Goal of the exercise » Rewrite the lines from the one with "Target: <item>sun glare</item>" to the one with "[[[309,129],[309,120],[301,120],[301,129]]]", putting "trace" wherever "outline" appears and changing nothing else.

Excerpted records »
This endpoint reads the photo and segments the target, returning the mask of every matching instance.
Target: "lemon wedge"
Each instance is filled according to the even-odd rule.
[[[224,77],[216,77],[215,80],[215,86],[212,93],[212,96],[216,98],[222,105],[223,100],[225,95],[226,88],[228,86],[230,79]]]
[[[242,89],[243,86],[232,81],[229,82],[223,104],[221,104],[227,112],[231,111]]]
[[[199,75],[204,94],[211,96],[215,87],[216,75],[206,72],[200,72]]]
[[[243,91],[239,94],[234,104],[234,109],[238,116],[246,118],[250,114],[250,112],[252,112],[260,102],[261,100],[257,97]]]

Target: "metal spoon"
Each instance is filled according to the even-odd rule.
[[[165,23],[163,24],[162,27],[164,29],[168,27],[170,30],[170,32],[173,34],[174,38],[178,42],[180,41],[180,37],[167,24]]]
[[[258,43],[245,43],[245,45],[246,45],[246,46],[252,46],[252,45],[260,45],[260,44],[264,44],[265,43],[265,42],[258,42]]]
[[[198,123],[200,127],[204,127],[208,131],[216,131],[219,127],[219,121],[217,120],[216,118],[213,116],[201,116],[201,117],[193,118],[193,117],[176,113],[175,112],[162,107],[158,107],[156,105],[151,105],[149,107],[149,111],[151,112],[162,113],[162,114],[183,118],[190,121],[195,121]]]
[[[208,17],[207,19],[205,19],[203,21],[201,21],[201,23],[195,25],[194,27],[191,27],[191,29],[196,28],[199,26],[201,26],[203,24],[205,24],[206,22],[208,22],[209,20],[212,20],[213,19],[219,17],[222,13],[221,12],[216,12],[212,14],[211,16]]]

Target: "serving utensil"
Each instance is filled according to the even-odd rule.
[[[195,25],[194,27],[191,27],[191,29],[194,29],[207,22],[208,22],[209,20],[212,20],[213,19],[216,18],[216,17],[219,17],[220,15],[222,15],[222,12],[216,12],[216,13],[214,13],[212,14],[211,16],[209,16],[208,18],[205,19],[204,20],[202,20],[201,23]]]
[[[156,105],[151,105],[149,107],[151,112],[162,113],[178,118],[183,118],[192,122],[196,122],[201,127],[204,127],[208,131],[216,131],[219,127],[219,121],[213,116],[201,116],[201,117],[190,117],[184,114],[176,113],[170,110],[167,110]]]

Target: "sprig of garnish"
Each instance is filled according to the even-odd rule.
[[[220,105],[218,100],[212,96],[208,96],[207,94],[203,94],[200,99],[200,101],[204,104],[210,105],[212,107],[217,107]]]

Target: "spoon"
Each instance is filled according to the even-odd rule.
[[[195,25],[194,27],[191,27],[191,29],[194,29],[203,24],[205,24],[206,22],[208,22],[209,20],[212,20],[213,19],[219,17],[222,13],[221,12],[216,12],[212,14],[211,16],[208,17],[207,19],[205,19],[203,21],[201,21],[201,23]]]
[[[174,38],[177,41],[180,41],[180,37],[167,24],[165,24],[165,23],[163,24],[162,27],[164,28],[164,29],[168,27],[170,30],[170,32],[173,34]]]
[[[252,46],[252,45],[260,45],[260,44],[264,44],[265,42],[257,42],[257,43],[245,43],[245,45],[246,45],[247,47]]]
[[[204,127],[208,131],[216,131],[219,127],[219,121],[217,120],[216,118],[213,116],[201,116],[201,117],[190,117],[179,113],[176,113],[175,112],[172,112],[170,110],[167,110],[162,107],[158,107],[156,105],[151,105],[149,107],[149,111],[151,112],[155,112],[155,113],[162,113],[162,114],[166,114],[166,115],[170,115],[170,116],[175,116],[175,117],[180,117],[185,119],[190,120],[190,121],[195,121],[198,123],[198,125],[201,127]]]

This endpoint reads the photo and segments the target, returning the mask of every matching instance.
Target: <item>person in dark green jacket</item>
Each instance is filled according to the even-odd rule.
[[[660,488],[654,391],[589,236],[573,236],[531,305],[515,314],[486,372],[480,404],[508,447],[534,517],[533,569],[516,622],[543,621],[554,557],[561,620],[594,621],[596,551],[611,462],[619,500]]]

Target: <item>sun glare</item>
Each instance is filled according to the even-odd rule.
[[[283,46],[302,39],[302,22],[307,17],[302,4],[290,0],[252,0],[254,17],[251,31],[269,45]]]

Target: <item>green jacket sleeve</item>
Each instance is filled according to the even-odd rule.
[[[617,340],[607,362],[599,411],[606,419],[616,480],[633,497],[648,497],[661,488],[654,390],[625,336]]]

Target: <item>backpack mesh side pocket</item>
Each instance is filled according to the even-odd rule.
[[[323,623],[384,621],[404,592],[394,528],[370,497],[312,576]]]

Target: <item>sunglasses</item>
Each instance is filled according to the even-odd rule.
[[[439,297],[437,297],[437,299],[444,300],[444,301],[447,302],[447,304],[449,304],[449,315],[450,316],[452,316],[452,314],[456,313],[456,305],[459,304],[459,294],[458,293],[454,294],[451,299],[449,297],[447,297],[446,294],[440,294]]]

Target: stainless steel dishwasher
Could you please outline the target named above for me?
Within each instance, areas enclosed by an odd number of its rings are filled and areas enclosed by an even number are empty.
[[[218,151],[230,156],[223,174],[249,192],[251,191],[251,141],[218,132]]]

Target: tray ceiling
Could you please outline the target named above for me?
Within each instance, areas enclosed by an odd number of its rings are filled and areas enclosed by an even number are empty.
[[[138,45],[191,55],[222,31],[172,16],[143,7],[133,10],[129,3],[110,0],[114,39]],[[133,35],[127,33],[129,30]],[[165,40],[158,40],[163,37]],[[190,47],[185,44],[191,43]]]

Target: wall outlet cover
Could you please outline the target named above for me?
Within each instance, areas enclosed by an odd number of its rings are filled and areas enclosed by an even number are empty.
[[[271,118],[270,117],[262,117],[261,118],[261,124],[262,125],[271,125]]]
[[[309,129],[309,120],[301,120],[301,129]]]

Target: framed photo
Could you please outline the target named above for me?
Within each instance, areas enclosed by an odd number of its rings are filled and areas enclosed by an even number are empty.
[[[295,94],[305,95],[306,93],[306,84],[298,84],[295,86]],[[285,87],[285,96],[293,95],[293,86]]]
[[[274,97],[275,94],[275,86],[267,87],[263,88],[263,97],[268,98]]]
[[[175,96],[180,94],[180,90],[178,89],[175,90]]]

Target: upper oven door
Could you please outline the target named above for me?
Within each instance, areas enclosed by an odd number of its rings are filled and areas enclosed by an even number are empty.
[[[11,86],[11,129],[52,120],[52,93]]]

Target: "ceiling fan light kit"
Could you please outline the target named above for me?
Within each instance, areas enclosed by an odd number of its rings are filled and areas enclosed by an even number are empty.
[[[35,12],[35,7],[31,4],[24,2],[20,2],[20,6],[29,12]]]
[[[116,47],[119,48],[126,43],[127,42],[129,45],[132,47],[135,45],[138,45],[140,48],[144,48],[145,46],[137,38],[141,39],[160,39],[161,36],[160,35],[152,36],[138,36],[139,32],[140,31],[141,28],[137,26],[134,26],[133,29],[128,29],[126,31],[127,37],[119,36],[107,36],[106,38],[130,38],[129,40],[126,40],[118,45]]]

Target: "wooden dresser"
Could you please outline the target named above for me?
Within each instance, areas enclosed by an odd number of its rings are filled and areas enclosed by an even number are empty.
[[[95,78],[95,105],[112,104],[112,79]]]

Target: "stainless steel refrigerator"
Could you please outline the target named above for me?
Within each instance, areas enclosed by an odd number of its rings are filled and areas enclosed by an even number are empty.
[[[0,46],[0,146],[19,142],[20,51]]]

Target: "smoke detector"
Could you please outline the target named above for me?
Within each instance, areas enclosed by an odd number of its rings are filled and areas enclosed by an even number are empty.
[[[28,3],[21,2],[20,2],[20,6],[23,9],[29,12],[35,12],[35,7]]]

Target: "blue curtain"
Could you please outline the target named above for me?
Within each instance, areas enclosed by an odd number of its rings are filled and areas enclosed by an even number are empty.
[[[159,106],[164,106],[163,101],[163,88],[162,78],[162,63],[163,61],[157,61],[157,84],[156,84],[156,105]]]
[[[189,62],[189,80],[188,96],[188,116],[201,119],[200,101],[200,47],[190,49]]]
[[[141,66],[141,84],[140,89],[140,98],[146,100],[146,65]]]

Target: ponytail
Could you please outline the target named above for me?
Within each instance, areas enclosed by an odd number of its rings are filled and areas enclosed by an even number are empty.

Output »
Target: <item>sun glare</item>
Each instance is filled according to the even-odd rule.
[[[283,46],[302,39],[302,22],[307,17],[302,4],[290,0],[252,0],[254,17],[251,31],[269,45]]]

Target: <item>green jacket sleeve</item>
Each instance is filled according to the even-odd rule.
[[[617,340],[607,362],[599,411],[606,419],[616,480],[633,497],[648,497],[661,488],[654,390],[625,336]]]

Target: <item>backpack mesh side pocket</item>
Each instance is filled according to the even-odd rule.
[[[323,623],[384,621],[404,592],[394,528],[370,497],[312,576]]]

Target: <item>sunglasses</item>
Each instance is filled according to the even-odd rule.
[[[439,297],[437,297],[437,299],[444,300],[444,301],[447,302],[447,304],[449,304],[449,315],[450,316],[452,316],[452,314],[456,313],[456,305],[459,304],[459,294],[458,293],[454,294],[451,299],[449,297],[447,297],[446,294],[440,294]]]

Target: stainless steel dishwasher
Could you please trace the target named above for me?
Within each instance, areas enclosed by an odd number of its rings are filled and areas enclosed by an even number are empty.
[[[218,151],[230,156],[223,174],[249,192],[251,191],[251,141],[218,132]]]

Target: tray ceiling
Could you please trace the target named above for me?
Within each instance, areas enclosed by an odd number of its rings are filled and areas enclosed by an even number are empty.
[[[138,45],[191,55],[222,31],[172,16],[143,7],[133,10],[129,3],[110,0],[114,39]],[[133,35],[127,33],[129,30]],[[165,40],[158,40],[163,37]],[[190,47],[185,44],[191,43]]]

Target: wall outlet cover
Could you please trace the target named above for me?
Within each instance, areas enclosed by an odd number of its rings are filled and areas enclosed by an even number are empty.
[[[271,118],[270,117],[262,117],[261,118],[261,124],[262,125],[271,125]]]
[[[309,129],[309,120],[301,120],[301,129]]]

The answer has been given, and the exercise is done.